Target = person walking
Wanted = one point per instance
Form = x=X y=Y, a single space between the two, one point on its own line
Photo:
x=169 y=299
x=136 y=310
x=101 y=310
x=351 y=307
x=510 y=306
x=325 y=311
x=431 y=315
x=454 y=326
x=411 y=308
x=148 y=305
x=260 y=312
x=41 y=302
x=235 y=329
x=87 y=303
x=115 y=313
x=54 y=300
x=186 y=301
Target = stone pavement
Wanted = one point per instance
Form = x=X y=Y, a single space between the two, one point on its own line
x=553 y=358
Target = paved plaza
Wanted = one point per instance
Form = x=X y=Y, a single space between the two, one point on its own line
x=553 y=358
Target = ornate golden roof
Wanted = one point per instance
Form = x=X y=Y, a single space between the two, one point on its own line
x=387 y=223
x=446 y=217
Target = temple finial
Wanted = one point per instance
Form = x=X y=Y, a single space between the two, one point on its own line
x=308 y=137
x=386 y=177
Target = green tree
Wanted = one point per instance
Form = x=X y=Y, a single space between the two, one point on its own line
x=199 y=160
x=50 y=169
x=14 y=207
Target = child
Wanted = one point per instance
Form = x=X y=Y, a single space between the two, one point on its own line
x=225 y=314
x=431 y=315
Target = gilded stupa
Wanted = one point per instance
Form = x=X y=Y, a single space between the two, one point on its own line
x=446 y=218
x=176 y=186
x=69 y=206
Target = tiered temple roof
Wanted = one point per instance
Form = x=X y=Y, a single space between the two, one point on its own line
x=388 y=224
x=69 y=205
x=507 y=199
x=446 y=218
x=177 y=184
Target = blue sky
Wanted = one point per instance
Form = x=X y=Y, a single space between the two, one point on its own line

DIRECTIVE:
Retype all of the items above line for line, with no changes.

EXPECTED ANSWER:
Target = person walking
Wanted = one point per instance
Form = x=X y=Y, a single space between the two, one point on its own line
Photo:
x=169 y=299
x=136 y=310
x=101 y=310
x=351 y=307
x=510 y=306
x=325 y=311
x=431 y=315
x=454 y=326
x=411 y=308
x=148 y=305
x=260 y=312
x=41 y=302
x=235 y=329
x=87 y=303
x=115 y=313
x=54 y=300
x=186 y=301
Target = stone pavement
Wanted = one point per instance
Form = x=X y=Y, a single space between the two, one point on its own line
x=553 y=358
Target = paved plaza
Wanted = one point per instance
Form = x=X y=Y, a single space between the two, one point on its own line
x=553 y=358
Target = ornate golden roof
Wanted = one point per instance
Form = x=X y=Y, a single space between the two, one point on its own line
x=387 y=223
x=446 y=217
Target = temple finial
Wanted = one point per instance
Form = x=X y=Y, a single space between the two, one point on its own line
x=308 y=137
x=386 y=177
Target = green tree
Wanted = one point per instance
Form = x=X y=Y, a single space between the two, one point on its own line
x=199 y=160
x=50 y=169
x=14 y=207
Target = child
Wanted = one point per instance
Form = x=X y=Y, a single space between the two, one point on its own line
x=225 y=314
x=431 y=315
Target = gilded stupa
Wanted = one point per instance
Form = x=X y=Y, a single space between the two, one point on its own line
x=446 y=218
x=176 y=186
x=69 y=206
Target = tiered temple roof
Wanted = one point per instance
Form = x=X y=Y, a single space between the two, one point on its own line
x=388 y=224
x=69 y=205
x=507 y=199
x=446 y=218
x=177 y=184
Target = blue sky
Wanted = one point per instance
Form = x=X y=Y, a single space between the two, one point on its own line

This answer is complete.